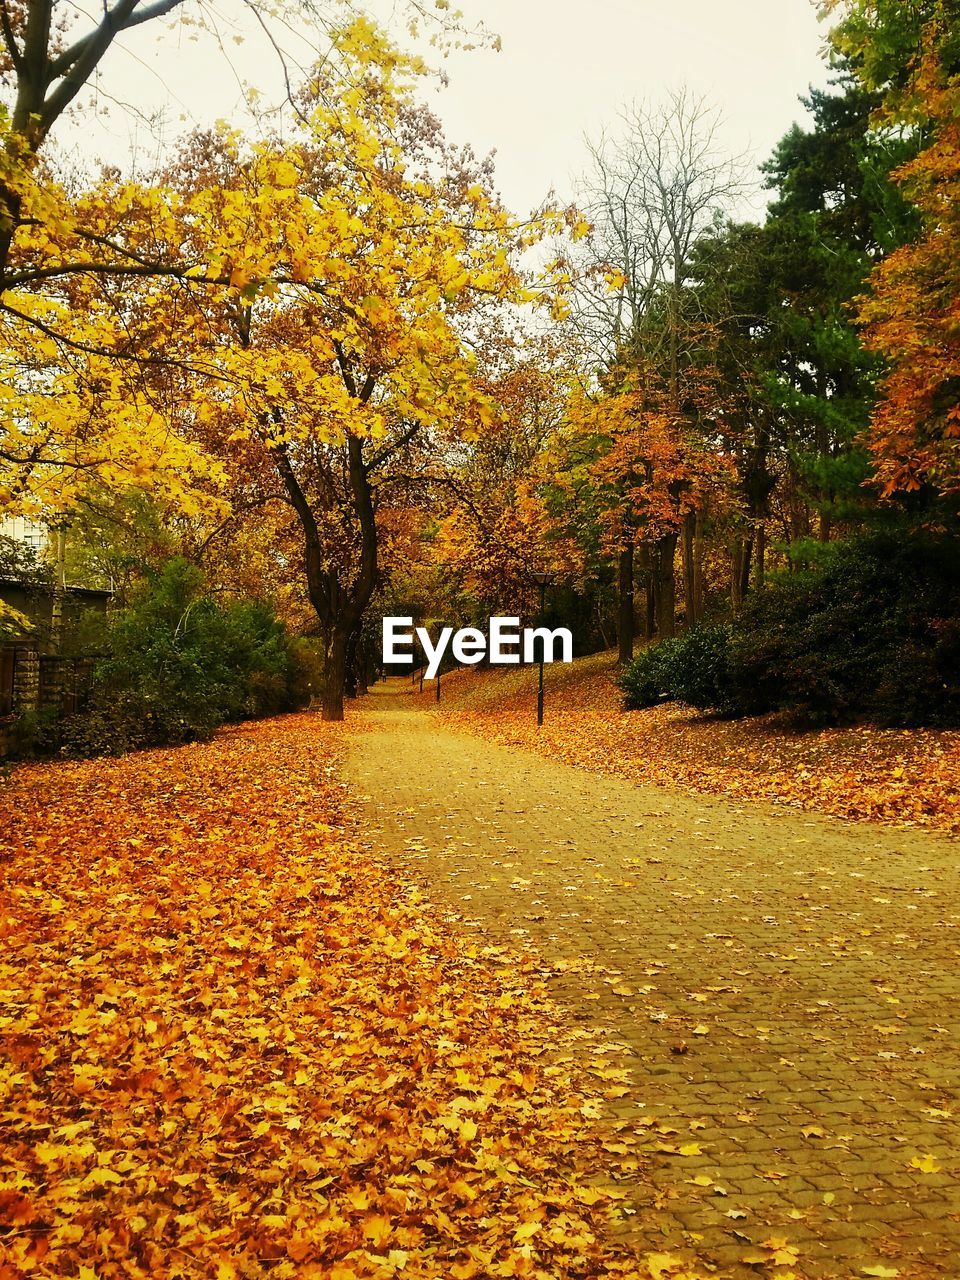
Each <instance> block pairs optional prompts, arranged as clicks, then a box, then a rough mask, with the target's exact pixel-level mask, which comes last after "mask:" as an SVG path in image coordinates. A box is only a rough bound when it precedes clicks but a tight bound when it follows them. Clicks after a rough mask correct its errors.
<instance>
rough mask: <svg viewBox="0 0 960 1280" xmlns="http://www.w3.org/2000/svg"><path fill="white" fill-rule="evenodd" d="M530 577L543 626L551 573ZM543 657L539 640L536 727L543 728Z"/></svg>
mask: <svg viewBox="0 0 960 1280" xmlns="http://www.w3.org/2000/svg"><path fill="white" fill-rule="evenodd" d="M530 576H531V577H532V580H534V582H536V584H538V586H539V588H540V613H539V617H538V621H539V622H540V625H543V614H544V607H545V603H547V586H548V585H549V584H550V582H552V581H553V573H550V572H549V571H548V570H535V571H534V572H532V573H531V575H530ZM545 655H547V641H545V640H541V641H540V660H539V663H538V668H539V669H538V673H536V723H538V727H540V726H543V668H544V658H545Z"/></svg>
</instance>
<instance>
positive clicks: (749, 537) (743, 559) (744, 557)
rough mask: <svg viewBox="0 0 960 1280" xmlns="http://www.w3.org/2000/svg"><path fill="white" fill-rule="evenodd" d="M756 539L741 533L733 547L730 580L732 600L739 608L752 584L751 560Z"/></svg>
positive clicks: (736, 607) (730, 594) (730, 587)
mask: <svg viewBox="0 0 960 1280" xmlns="http://www.w3.org/2000/svg"><path fill="white" fill-rule="evenodd" d="M753 549H754V540H753V538H751V536H744V535H740V536H739V538H737V540H736V544H735V547H733V564H732V572H731V581H730V602H731V604H732V605H733V608H735V609H739V608H740V605H741V604H742V603H744V600H745V598H746V591H748V588H749V585H750V562H751V561H753Z"/></svg>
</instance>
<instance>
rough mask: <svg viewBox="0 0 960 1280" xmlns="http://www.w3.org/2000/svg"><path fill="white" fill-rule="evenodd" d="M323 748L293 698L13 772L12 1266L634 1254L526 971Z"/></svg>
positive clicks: (2, 1144) (340, 1269)
mask: <svg viewBox="0 0 960 1280" xmlns="http://www.w3.org/2000/svg"><path fill="white" fill-rule="evenodd" d="M328 744H329V739H328V735H326V730H325V728H324V727H323V726H321V724H320V722H319V719H316V718H315V717H310V716H298V717H289V718H285V719H283V721H274V722H269V723H262V724H259V726H253V727H242V728H237V730H230V731H228V732H225V733H223V735H221V736H220V737H219V739H218V740H215V741H214V742H211V744H206V745H197V746H191V748H182V749H179V750H174V751H151V753H143V754H138V755H133V756H128V758H125V759H122V760H111V762H96V763H82V764H59V765H40V767H28V768H22V769H19V771H17V772H15V773H14V774H13V778H12V780H10V781H9V782H8V783H6V786H5V787H4V790H3V794H0V829H1V831H3V833H4V838H3V844H1V845H0V884H1V886H3V888H1V891H0V1151H3V1161H1V1162H0V1277H3V1280H13V1277H20V1276H70V1277H78V1280H111V1277H120V1276H123V1277H138V1276H151V1277H193V1276H196V1277H200V1276H204V1277H216V1280H234V1277H259V1276H271V1277H283V1276H297V1277H310V1276H323V1277H326V1280H355V1277H361V1276H362V1277H393V1276H403V1277H407V1276H410V1277H440V1276H443V1277H444V1280H467V1277H470V1276H515V1275H522V1276H527V1275H529V1276H536V1277H561V1276H563V1277H566V1276H571V1277H573V1276H639V1275H640V1272H639V1271H637V1270H636V1268H635V1265H631V1263H630V1262H628V1261H626V1260H623V1258H621V1260H618V1257H617V1254H616V1252H614V1251H612V1249H609V1248H605V1247H603V1245H602V1244H599V1243H598V1231H599V1229H600V1228H602V1225H603V1221H604V1216H605V1213H607V1208H605V1197H604V1196H603V1194H602V1193H600V1192H598V1190H596V1189H595V1188H594V1187H591V1185H589V1181H586V1180H584V1176H582V1170H581V1172H577V1170H579V1169H581V1166H582V1160H584V1157H585V1153H586V1152H588V1151H589V1149H590V1148H589V1140H588V1130H589V1117H590V1116H591V1114H593V1110H594V1106H595V1103H593V1102H591V1101H590V1100H586V1101H585V1098H584V1096H582V1094H577V1093H576V1092H573V1091H572V1089H571V1082H570V1078H568V1070H567V1068H566V1066H563V1065H561V1060H559V1059H558V1057H554V1056H552V1055H550V1052H549V1047H550V1037H552V1036H553V1034H554V1032H556V1028H554V1027H553V1024H552V1020H550V1010H549V1006H548V1004H547V1002H545V997H544V996H543V991H541V988H540V986H539V983H538V978H536V974H535V972H525V969H524V966H522V965H520V966H517V965H511V964H504V963H503V960H504V956H503V955H500V954H498V952H494V951H493V948H484V947H483V946H477V945H470V943H467V942H463V941H460V940H457V938H456V937H452V936H451V934H448V933H443V932H442V931H440V929H439V928H438V927H435V925H431V923H430V920H429V918H428V915H426V913H425V910H424V906H422V904H420V902H419V900H417V897H416V893H415V892H413V891H403V890H402V888H398V887H396V886H394V884H392V883H390V881H389V878H388V876H387V873H385V870H384V869H383V868H378V867H376V865H371V864H370V861H369V860H367V859H366V858H365V855H362V854H361V851H360V850H358V847H357V846H355V845H352V844H351V841H349V840H348V838H347V837H346V835H344V832H343V829H342V828H339V827H338V826H337V822H338V818H337V814H338V808H339V805H340V804H342V794H340V790H339V787H338V785H337V783H335V781H334V776H333V772H332V763H330V754H329V750H328ZM532 968H534V966H532V965H530V966H529V969H530V970H532ZM669 1270H671V1271H673V1266H671V1267H669ZM643 1274H644V1275H646V1274H648V1270H646V1268H644V1271H643Z"/></svg>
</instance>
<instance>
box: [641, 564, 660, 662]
mask: <svg viewBox="0 0 960 1280" xmlns="http://www.w3.org/2000/svg"><path fill="white" fill-rule="evenodd" d="M639 559H640V572H641V575H643V584H644V623H643V626H644V640H645V641H646V643H648V644H649V641H650V640H653V632H654V630H655V627H657V612H655V608H654V586H653V554H652V552H650V547H649V545H648V544H646V543H644V544H643V547H640V548H639Z"/></svg>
-- -- --
** Your goal **
Show every line of the records that contains the string "positive". Case counts.

** Result **
positive clicks: (749, 537) (743, 559) (744, 557)
positive clicks: (736, 607) (730, 594) (730, 587)
positive clicks: (2, 1144) (340, 1269)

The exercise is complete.